## PROBLEM TO SOLVE
Rewrite the listing below with every "instance" changed to "object", and leave everything else as it is. Omit the pictures from your version.
* * *
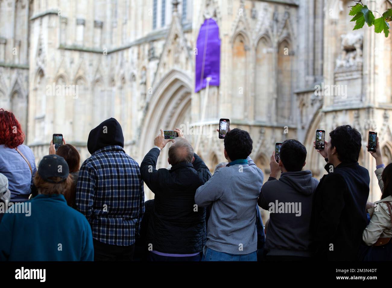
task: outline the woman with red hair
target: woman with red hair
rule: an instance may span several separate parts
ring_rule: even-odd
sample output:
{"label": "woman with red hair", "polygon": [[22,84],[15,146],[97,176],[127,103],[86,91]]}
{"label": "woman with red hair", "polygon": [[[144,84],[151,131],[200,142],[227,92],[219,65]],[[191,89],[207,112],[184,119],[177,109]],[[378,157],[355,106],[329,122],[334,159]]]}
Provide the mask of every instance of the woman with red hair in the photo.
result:
{"label": "woman with red hair", "polygon": [[0,173],[8,179],[11,202],[29,199],[36,171],[34,155],[23,145],[24,139],[14,114],[0,109]]}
* * *
## WORKED SOLUTION
task: outline the woman with red hair
target: woman with red hair
rule: an object may span several separate parts
ring_rule: even-odd
sample output:
{"label": "woman with red hair", "polygon": [[22,84],[15,146],[97,176],[127,103],[86,91]]}
{"label": "woman with red hair", "polygon": [[[144,84],[151,131],[200,142],[227,92],[219,65]],[[191,89],[207,112],[184,119],[177,109]],[[378,157],[355,106],[329,122],[334,159]]]}
Provide the mask of every object of the woman with red hair in the photo.
result:
{"label": "woman with red hair", "polygon": [[0,173],[8,179],[11,202],[29,199],[36,171],[34,155],[23,145],[24,139],[14,114],[0,109]]}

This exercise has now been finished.